I need a thing that listens to speech, and holds some state. this is an old project that I'm resurrecting
I will keep this thread updated
TIL about sampling rates, channels, etc
stdin works, saves file
setting up my devloop.
just need to figure out how to get ffmpeg to do the same so I don't have to record myself speaking
ideally the logic triggers on save with the whole "speech"
setting up the dev loop from a different source was a good exercise
subjecting myself to slowmo'd noisy sam hyde rant because I messed up bit depth (TIL)
I think i have a reasonably constrained interface & understand how audio data works
I will now think about eventing
Eventing depends on the decoding system
Naively, you can chunk and spread it across discrete TTS inferences
However, there are gotchyas
Whisper is trained on 30s chunks
You can have a running inference that keeps up
But maybe there is something faster
I will look at research
I spent like 3 hours looking at different whisper implementations / ways to run just to come to the conclusion:
wait for gregg to port to c++
every single python implementation abstracts way too much, and just ends up running like dogshit
ggml is WAY faster, and I get probs ez
i simply cannot be trusted with node dot js (the best runtime environment for hobby projects) and gpt4 teaching me how to do non standard things
(instead of having a server that I outbound to, I will call a cbinding)
2 hours later, I have figured out how node gyp works
👍
switching to mbook to see if it works across machines
I figured out how to link my cuda libraries in, so I can load the model on my GPU
this is the first time I've see node pop up on nvidia-smi. hahahahahaha
we'll see if i can get inference to work
ahahhhaha
the only reasonable thing to do to debug data handoff between node.js & cpp land?
writing the whole buffer to file; and checking md5, comparing to natty whispercpp
pythonistas...
it's over..
..i just got an inference through from a cbinding
(TIL how computers work)
WHAT DOES LITTLE ENDIAN MEAN????
LETS GOOOOOOOOOOOOOOOOOOOOOOOOOOOOOOOOOOOOOOOO
@teleoflexuous also Alexa sucks
these are the times calling whisper from node.js on a macbook pro max
had to figure out how to compile with coreML and link it to node binding
220 ms per transcription 🤩
back to it
got it going from my mic
NEXT WE ARE MAKING IT THINK
LFG!

Task list:
**a.** Copy the thread about running Whisper from Node.js, starting with "just need to" and going on through "bit depth (TIL)".
**b.** In the thread about running Whisper from Node.js, how long does each transcription take on the MacBook Pro Max after compiling with coreML?
**c.** Go on with the thread about running Whisper from Node.js, picking up after its final line.
The records that come next are separate material and have nothing to do with the thread.

Referring expression data:
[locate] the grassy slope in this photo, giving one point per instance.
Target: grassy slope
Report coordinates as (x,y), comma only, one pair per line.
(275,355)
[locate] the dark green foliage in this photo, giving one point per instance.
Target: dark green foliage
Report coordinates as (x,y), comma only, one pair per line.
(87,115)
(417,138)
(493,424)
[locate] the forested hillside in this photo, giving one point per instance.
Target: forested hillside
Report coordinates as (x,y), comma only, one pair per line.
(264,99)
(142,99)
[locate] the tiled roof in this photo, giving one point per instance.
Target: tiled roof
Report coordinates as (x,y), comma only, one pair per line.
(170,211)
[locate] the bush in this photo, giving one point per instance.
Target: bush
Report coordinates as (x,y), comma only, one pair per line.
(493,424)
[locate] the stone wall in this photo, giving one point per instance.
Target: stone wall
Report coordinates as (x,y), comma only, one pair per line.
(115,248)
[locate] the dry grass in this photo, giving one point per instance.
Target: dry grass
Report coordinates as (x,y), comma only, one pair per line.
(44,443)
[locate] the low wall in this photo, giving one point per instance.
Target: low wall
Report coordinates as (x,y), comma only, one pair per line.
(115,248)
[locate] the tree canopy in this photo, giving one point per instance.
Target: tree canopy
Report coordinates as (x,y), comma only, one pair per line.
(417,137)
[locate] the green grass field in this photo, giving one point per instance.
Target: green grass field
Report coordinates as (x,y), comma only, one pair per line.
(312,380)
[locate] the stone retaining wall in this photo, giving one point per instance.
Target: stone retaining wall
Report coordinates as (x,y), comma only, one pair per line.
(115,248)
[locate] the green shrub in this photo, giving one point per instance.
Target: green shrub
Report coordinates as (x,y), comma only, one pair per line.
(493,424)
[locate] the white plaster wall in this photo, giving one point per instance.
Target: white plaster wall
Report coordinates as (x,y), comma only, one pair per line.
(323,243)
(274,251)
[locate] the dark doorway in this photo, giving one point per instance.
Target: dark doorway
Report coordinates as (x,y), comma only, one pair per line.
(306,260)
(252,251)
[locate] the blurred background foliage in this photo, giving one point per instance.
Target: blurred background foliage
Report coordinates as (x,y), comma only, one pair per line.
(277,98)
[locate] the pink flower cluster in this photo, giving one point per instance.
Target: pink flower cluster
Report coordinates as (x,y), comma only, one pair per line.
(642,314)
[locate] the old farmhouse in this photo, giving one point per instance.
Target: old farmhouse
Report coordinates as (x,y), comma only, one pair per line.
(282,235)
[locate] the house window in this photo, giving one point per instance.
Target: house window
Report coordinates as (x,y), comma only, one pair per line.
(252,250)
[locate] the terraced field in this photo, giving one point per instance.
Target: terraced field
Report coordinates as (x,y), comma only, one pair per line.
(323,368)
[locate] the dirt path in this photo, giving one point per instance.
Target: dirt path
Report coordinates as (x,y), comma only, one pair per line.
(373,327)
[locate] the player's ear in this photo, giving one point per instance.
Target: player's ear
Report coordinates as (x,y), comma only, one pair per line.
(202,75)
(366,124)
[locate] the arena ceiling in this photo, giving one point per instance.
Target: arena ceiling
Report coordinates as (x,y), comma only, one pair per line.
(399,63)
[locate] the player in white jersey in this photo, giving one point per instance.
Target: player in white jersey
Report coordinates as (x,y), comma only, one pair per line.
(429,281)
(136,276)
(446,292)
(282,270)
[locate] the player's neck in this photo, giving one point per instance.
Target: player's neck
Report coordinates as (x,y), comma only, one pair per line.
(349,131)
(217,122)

Outputs in order:
**a.**
just need to figure out how to get ffmpeg to do the same so I don't have to record myself speaking
ideally the logic triggers on save with the whole "speech"
setting up the dev loop from a different source was a good exercise
subjecting myself to slowmo'd noisy sam hyde rant because I messed up bit depth (TIL)

**b.** 220 ms per transcription.

**c.**
found some code that has bindings to llama for node
it was written in rust. did not wake up thinking i would be reading rust today
@hlhr202 token go brrrrrrrrrrrrrrrrrrrrrrrrrrrrrrrrrrrrrrrrrrrr 🤩
my node process says hello
@hlhr202 okay breaks over
lets see what kind of goofy shit we can accomplish now
I want to have some kind of scheduler that doesn't fry gpu
@hlhr202 okay, I gotta throw the towel in
i tried thinking about scheduler but brain is mush
it is pretty wild that my computer is literally thinking thoughts as I speak to it though. the future is now!
@hlhr202 oh ho ho, what do we have here, an unfinished project?
okay, the next step is ripping out the dependency and writing it myself (the llama binding pkg i found) (I do not understand rust nor can i debug it, so I will rawdog the c bindings again)
also it will run on macbook by eod
@hlhr202 me, looking at the GPT4 generated c plus plus I "wrote" a week ago at a cottage bachelor party 2 beers deep
@hlhr202 it might not look like much but i figured out how to get an event emitter from c plus plus without blocking the main thread
i also know how memory management and threading works on computers a little bit better
@hlhr202 yeah im cookin
@hlhr202 LETS GO!
- Init function from node.js which instantiates llama parameters
- Then; startAsync which starts a non blocking inference off of the node.js main worker thread, which calls an event listener on every new token
still needs a bit of cleaning, I'll give it another pass later before I point the diff at the master origin
but it should be runnable now
Progress update: Added locks, because later, I want to do goofy things from my caller node https://t.co/syu3ifBGtxgithub.com/yacineMTB/llam…
@jpmaney 2 hours later i got it working on my linux machine as well
i now know how cMakeLists.txt works :|
never give up
thanks gpt4 for the help
@jpmaney I redid the build system for whisper.cpp to use the same system i'm using for llama cpp
works
also made it actually async
@jpmaney okay, this is running on my macbook on battery
Basically, my laptop is thinking thoughts while it listens to a yt video
It's still sync, waits for whisper, then does llama inference. But now that i have my grubby hands on it I can do little tricks to make it fast :)
gn
@jpmaney ok
i'm focused
I have three hours
today's the day
it's time to clutch it
@jpmaney Picking up an old design i had
A strategy to minimize latency on responses
@jpmaney also here's the "architecture"
@jpmaney Running the inferences on whisper.cpp & llama.cpp at the same time. This works pretty well!
Using @Teknium1's hermes-13b model
audio warning - tried to time it honestly to give a feel for the latency. Next; I'm going to start testing me actually talking to it
@jpmaney @Teknium1
@jpmaney @Teknium1
@jpmaney @Teknium1
@jpmaney @Teknium1 Diff in
didn't get to the code that chooses when to have the bot begin responding, which I'm calling the "speech reflex" event (right now i'ts just a hotkey press)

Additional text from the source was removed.